## EXERCISE DIRECTIONS
Reproduce every one of the following records without alteration, omitting the pictures.

## PROVIDED INFORMATION
(begin)

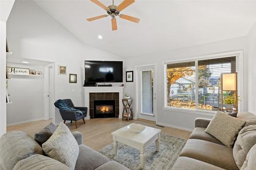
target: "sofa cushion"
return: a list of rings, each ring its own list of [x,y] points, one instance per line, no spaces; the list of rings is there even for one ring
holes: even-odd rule
[[[245,121],[244,127],[256,125],[256,115],[250,112],[242,112],[238,113],[237,117]]]
[[[251,148],[247,155],[246,159],[244,162],[241,170],[251,170],[256,169],[256,144]]]
[[[232,148],[200,139],[188,139],[180,156],[185,156],[205,162],[225,169],[239,169]]]
[[[95,170],[129,170],[129,168],[123,165],[114,161],[106,162],[99,167],[98,167]]]
[[[238,134],[233,148],[233,155],[238,167],[241,168],[243,165],[249,151],[255,144],[256,125],[243,128]]]
[[[205,132],[219,139],[228,147],[232,147],[236,136],[245,122],[227,114],[217,112],[208,125]]]
[[[220,167],[197,159],[183,156],[179,157],[172,170],[224,170]]]
[[[74,169],[79,154],[79,147],[71,132],[63,123],[50,138],[42,145],[45,154],[50,158]]]
[[[19,161],[13,170],[69,170],[63,163],[41,155],[34,155]]]
[[[205,132],[204,128],[195,128],[189,137],[189,139],[201,139],[210,141],[214,143],[224,145],[220,140],[216,139],[213,136]]]
[[[93,170],[110,160],[105,156],[83,144],[80,144],[75,170]]]
[[[10,131],[3,135],[0,151],[0,164],[5,170],[12,169],[19,161],[33,155],[44,154],[39,144],[22,131]]]
[[[40,145],[45,143],[52,135],[57,129],[57,126],[51,123],[43,130],[35,134],[35,140]]]

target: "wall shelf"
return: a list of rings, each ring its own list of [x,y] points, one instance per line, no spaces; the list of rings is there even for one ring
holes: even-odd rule
[[[9,76],[32,76],[32,77],[44,77],[44,75],[9,75]]]

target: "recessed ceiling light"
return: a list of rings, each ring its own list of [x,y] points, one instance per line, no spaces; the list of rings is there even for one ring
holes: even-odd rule
[[[98,38],[99,38],[99,39],[102,39],[103,38],[102,36],[101,35],[99,35],[98,36]]]

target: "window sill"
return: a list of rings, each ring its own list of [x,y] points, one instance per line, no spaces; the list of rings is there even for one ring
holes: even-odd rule
[[[214,116],[217,111],[202,110],[191,110],[184,108],[178,108],[172,107],[165,106],[163,110],[168,111],[175,111],[186,113],[193,113],[197,114],[204,115],[207,116]]]
[[[140,113],[140,114],[144,114],[144,115],[148,115],[148,116],[152,116],[152,117],[154,117],[155,116],[155,115],[154,115],[154,114],[147,114],[147,113]]]

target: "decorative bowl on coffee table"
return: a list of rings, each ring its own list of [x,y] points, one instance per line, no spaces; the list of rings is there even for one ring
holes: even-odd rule
[[[138,124],[131,124],[127,127],[127,128],[133,133],[140,133],[145,130],[145,126]]]

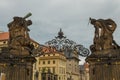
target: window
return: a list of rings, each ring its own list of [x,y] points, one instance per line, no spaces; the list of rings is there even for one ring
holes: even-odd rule
[[[55,61],[53,61],[53,64],[55,64]]]
[[[40,60],[39,60],[39,64],[40,64]]]
[[[43,64],[45,64],[45,61],[43,61]]]
[[[55,73],[55,67],[53,67],[53,73]]]

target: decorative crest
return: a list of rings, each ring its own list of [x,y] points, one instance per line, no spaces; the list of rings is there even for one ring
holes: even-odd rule
[[[58,36],[55,37],[55,39],[46,42],[45,44],[47,46],[54,47],[57,51],[68,53],[76,51],[79,55],[84,57],[89,55],[89,50],[87,48],[83,47],[83,45],[76,44],[76,42],[67,39],[63,35],[62,29],[60,29]]]

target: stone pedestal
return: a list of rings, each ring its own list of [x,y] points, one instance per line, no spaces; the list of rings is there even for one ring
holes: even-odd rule
[[[5,74],[5,80],[32,80],[33,63],[35,61],[34,57],[11,57],[10,55],[1,55],[0,73]]]
[[[120,80],[120,49],[96,51],[86,61],[90,80]]]

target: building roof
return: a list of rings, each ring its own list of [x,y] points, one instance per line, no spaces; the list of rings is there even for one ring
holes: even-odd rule
[[[8,40],[9,39],[9,32],[1,32],[0,33],[0,41]]]

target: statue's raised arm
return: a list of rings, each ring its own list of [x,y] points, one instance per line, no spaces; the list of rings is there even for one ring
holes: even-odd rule
[[[96,20],[90,18],[90,23],[95,28],[93,45],[90,46],[92,52],[118,47],[113,40],[113,32],[115,31],[117,25],[112,19]]]

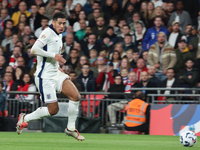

(end)

## WORKED SOLUTION
target: "sofa cushion"
return: a list of rings, each ring its own list of [x,y] points, one instance per line, no spaces; the list of rings is there even for one ring
holes: even-odd rule
[[[245,121],[244,127],[256,125],[256,115],[250,112],[242,112],[238,113],[237,117]]]
[[[251,148],[247,155],[246,159],[244,162],[241,170],[251,170],[256,169],[256,144]]]
[[[232,148],[200,139],[188,139],[180,156],[185,156],[205,162],[225,169],[239,169]]]
[[[95,170],[129,170],[129,168],[123,165],[114,161],[106,162],[99,167],[98,167]]]
[[[238,134],[233,148],[233,155],[238,167],[241,168],[243,165],[249,151],[255,144],[256,125],[243,128]]]
[[[205,132],[219,139],[228,147],[232,147],[236,136],[245,122],[227,114],[217,112],[208,125]]]
[[[220,167],[197,159],[183,156],[179,157],[172,170],[224,170]]]
[[[74,169],[79,154],[79,147],[71,132],[63,123],[50,138],[42,145],[45,154],[50,158]]]
[[[19,161],[13,170],[69,170],[63,163],[41,155],[34,155]]]
[[[205,132],[204,128],[195,128],[189,137],[189,139],[201,139],[210,141],[214,143],[224,145],[220,140],[216,139],[213,136]]]
[[[93,170],[110,160],[105,156],[83,144],[80,144],[75,170]]]
[[[10,131],[3,135],[0,151],[0,164],[5,170],[12,169],[19,161],[33,155],[44,154],[39,144],[22,131]]]
[[[40,145],[45,143],[52,135],[57,129],[57,126],[51,123],[43,130],[35,134],[35,140]]]

target: "wall shelf"
return: a list of rings, each ring its own list of [x,y] points, one instance per line, no spaces; the list of rings is there even for one ring
holes: even-odd rule
[[[9,76],[32,76],[32,77],[44,77],[44,75],[9,75]]]

target: "recessed ceiling light"
return: a list of rings, each ring its own list of [x,y] points, one instance per line, no spaces; the list of rings is there even for one ring
holes: even-odd rule
[[[98,38],[99,38],[99,39],[102,39],[103,38],[102,36],[101,35],[99,35],[98,36]]]

target: "window sill"
return: a list of rings, each ring its own list of [x,y] points, one instance per line, no spaces; the list of rings is there even for one ring
holes: even-odd rule
[[[214,116],[217,111],[202,110],[191,110],[184,108],[178,108],[172,107],[165,106],[163,110],[168,111],[175,111],[186,113],[193,113],[197,114],[204,115],[207,116]]]
[[[140,113],[140,114],[144,114],[144,115],[148,115],[148,116],[152,116],[152,117],[154,117],[155,116],[155,115],[154,115],[154,114],[147,114],[147,113]]]

target: "decorative bowl on coffee table"
return: a list of rings, each ring its own list of [x,y] points, one instance per line, no spaces; the list of rings is there even for one ring
holes: even-odd rule
[[[138,124],[131,124],[127,127],[127,128],[133,133],[140,133],[145,130],[145,126]]]

target: window
return: a list of rings, each ring its own list of [x,y] points, one instance per line, no spaces; the list of rings is there even for one ring
holes: even-odd rule
[[[55,61],[53,61],[53,64],[55,64]]]
[[[40,60],[39,60],[39,64],[40,64]]]
[[[43,64],[45,64],[45,61],[43,61]]]
[[[55,73],[55,67],[53,67],[53,73]]]

target: decorative crest
return: a list of rings, each ring its own list of [x,y] points, one instance per line, no spaces; the list of rings is there even for one ring
holes: even-odd rule
[[[58,36],[55,37],[55,39],[46,42],[45,44],[47,46],[54,47],[57,51],[68,53],[76,51],[79,55],[84,57],[89,55],[89,50],[87,48],[83,47],[83,45],[76,44],[76,42],[67,39],[63,35],[62,29],[60,29]]]

target: stone pedestal
return: a list of rings, each ring its own list of [x,y] points, one instance per line, no spaces; the list of rings is there even for one ring
holes: even-odd rule
[[[5,74],[5,80],[32,80],[33,63],[35,61],[34,57],[11,57],[10,55],[1,55],[0,73]]]
[[[120,80],[120,49],[96,51],[86,61],[90,80]]]

target: building roof
return: a list of rings, each ring its own list of [x,y] points, one instance per line, no spaces; the list of rings is there even for one ring
holes: even-odd rule
[[[8,40],[9,39],[9,32],[1,32],[0,33],[0,41]]]

target: statue's raised arm
return: a list of rings, each ring its own list of [x,y] points, one instance per line, no spaces; the list of rings is there even for one ring
holes: even-odd rule
[[[96,20],[90,18],[90,23],[95,28],[93,45],[90,46],[92,52],[118,47],[113,40],[113,32],[115,31],[117,25],[112,19]]]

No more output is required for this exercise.